# Task to complete
Return only the line that contains "form [346, 144]." and each line after it, through the last line of the data below, copied exactly.

------ Data shown ------

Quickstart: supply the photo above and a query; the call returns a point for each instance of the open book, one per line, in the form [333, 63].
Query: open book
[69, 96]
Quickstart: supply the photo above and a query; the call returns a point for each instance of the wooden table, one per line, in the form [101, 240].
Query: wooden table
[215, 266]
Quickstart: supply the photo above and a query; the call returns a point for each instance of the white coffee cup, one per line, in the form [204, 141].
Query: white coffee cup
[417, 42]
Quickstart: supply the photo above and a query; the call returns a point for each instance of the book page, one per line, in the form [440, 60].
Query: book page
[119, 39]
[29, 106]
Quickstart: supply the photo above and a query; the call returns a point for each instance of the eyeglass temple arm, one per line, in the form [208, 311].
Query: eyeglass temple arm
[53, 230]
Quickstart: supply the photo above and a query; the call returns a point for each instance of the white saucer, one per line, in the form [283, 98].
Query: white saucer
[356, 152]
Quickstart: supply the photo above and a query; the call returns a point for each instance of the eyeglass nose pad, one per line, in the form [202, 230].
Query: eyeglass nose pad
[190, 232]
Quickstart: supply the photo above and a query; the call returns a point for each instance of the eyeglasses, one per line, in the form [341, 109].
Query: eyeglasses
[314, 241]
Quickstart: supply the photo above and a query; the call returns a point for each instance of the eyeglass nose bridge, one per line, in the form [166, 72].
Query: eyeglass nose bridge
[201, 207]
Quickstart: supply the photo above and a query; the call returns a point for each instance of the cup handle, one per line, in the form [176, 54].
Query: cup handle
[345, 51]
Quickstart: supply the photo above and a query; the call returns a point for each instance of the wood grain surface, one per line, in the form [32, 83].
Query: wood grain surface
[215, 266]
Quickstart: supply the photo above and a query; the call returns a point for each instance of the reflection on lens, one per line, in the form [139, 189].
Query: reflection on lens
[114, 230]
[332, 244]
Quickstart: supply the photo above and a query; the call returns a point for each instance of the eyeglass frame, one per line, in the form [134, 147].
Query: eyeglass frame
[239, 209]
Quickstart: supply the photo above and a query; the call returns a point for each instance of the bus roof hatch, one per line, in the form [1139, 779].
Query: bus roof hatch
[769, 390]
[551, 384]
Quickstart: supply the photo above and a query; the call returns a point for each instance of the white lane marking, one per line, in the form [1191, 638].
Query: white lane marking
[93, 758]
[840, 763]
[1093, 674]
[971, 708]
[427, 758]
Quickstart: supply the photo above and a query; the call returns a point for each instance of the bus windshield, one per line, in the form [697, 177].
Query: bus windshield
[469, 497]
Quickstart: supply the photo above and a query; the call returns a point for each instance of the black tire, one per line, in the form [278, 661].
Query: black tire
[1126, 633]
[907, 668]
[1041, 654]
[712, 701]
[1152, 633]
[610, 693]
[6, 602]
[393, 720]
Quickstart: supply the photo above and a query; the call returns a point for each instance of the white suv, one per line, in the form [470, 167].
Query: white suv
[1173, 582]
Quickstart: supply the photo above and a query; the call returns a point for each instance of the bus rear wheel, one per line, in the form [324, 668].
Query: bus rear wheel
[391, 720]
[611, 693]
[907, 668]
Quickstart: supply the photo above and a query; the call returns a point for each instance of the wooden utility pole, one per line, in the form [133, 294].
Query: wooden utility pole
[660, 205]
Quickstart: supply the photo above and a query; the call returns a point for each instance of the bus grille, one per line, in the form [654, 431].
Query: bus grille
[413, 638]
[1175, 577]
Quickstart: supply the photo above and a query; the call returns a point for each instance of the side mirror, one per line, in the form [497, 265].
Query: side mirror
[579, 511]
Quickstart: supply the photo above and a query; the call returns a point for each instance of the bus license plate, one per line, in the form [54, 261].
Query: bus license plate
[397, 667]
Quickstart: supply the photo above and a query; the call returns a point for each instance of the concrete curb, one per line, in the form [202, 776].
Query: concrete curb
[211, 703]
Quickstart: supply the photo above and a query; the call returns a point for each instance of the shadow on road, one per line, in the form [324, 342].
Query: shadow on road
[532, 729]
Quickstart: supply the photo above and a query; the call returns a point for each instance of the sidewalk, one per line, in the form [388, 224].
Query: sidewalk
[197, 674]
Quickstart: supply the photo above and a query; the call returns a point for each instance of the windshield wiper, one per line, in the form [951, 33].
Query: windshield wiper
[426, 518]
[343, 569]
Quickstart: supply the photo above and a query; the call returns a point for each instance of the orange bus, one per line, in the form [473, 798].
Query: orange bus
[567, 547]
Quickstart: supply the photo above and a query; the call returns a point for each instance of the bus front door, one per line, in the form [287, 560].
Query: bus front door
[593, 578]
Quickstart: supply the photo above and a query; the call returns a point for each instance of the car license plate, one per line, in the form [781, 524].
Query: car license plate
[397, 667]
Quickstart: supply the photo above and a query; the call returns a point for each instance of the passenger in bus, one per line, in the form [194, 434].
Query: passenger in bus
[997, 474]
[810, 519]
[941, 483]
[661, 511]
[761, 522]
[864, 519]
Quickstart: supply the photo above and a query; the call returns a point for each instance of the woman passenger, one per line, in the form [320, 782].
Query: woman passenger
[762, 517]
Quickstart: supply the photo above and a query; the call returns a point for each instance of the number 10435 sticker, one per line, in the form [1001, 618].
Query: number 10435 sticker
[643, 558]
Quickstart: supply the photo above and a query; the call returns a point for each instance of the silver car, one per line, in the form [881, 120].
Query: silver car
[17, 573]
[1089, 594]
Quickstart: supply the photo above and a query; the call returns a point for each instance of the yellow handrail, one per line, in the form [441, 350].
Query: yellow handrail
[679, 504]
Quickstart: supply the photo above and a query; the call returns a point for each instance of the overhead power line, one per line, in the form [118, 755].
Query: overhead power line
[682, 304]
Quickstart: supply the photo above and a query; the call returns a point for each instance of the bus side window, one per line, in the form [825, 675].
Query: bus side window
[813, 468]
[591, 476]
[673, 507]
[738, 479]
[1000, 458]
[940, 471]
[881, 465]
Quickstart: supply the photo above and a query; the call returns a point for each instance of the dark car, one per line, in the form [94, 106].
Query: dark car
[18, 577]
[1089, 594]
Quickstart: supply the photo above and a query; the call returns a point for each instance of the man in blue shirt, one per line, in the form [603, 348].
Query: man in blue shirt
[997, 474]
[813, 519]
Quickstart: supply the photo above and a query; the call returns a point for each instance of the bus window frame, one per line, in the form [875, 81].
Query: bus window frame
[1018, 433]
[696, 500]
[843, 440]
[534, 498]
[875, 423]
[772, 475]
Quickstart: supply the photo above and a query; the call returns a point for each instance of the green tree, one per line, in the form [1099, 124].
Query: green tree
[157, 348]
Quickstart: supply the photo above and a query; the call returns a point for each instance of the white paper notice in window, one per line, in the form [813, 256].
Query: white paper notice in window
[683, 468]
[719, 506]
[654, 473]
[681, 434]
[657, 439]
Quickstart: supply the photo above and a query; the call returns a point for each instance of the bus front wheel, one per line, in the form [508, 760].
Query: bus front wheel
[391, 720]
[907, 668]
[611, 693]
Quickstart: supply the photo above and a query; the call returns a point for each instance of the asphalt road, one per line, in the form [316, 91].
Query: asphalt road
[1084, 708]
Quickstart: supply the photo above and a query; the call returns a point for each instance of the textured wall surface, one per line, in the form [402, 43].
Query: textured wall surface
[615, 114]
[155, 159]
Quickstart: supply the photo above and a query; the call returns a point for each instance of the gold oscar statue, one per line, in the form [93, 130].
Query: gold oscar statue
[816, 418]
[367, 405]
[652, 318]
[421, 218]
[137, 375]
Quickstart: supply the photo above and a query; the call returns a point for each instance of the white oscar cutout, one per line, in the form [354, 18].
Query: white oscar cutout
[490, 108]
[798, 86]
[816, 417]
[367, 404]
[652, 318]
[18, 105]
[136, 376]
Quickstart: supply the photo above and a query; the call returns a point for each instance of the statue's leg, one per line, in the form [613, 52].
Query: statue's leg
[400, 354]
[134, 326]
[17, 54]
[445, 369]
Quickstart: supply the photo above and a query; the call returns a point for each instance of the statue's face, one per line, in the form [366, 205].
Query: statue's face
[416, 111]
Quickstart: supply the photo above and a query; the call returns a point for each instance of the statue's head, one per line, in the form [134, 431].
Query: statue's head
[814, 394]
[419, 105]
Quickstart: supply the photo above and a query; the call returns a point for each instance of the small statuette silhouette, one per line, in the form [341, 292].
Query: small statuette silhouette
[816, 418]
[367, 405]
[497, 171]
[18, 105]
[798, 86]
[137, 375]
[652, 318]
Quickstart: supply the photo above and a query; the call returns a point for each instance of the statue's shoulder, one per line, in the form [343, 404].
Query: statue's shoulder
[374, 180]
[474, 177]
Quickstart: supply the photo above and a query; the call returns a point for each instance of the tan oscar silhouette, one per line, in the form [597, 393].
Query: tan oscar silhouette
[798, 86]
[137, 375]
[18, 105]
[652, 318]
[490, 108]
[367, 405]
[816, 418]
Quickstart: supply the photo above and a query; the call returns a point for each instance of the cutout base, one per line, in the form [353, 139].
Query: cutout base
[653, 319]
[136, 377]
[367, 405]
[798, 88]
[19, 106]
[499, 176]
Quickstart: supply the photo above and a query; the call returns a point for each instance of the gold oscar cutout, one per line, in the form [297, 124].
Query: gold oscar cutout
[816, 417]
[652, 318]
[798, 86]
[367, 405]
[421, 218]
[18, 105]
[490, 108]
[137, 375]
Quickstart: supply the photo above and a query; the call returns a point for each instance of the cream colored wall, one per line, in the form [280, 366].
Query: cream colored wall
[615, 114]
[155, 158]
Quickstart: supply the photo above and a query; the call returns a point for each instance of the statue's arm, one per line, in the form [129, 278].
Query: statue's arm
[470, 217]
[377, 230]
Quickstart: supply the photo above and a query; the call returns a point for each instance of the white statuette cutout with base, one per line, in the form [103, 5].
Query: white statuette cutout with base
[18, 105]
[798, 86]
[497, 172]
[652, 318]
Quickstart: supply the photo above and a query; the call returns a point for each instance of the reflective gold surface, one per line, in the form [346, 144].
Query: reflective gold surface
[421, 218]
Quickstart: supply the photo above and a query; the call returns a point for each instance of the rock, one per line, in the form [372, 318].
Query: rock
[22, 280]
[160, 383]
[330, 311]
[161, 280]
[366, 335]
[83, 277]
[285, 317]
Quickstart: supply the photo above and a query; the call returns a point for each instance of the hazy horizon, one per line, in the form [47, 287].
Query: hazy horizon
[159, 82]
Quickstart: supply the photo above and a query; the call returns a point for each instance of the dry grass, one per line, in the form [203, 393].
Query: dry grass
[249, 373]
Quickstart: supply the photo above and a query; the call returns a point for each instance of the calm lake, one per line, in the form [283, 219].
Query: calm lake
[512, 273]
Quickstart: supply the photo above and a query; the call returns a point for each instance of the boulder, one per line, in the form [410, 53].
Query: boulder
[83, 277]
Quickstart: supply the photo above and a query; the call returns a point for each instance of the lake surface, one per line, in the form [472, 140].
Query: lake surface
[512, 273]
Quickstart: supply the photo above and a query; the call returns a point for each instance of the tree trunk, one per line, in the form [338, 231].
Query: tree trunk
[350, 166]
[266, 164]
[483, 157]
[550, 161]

------

# Task response
Quickstart: supply the photo above and a query; the call returns a point for each instance of the reflective gold surface, one per line, in the form [346, 144].
Query: reflective gold surface
[421, 218]
Quickstart: supply the photo above and a query; the call returns a point for each instance of the rock, one per line, in the form [372, 318].
Query: rock
[22, 280]
[160, 383]
[330, 311]
[161, 280]
[366, 335]
[83, 277]
[285, 317]
Quickstart: supply the photo above and a query; the call returns a point for each instance of the hazy horizon, one per line, in the form [47, 287].
Query: hazy horizon
[159, 82]
Quickstart: supply the photo above and a query; the call returns a point for each instance of the dry grass, one per line, in the form [203, 393].
Query: dry grass
[249, 373]
Quickstart: supply the photo above and a query; the call returns a point for each instance of the calm lake, one per line, in the form [283, 219].
Query: calm lake
[512, 273]
Quickstart: supply the photo above and a query; the call returns a point for each instance of the boulder, one per line, in the form [410, 53].
Query: boulder
[83, 277]
Quickstart: supply the photo above and a query; the call returns a point for each instance of the lake surface, one per line, in the form [472, 140].
Query: lake surface
[512, 273]
Quickstart: supply the photo above and a query; the call returns a point for each instance of the tree trunk, one per line, in the form [338, 231].
Query: tree trunk
[350, 166]
[266, 164]
[483, 157]
[550, 161]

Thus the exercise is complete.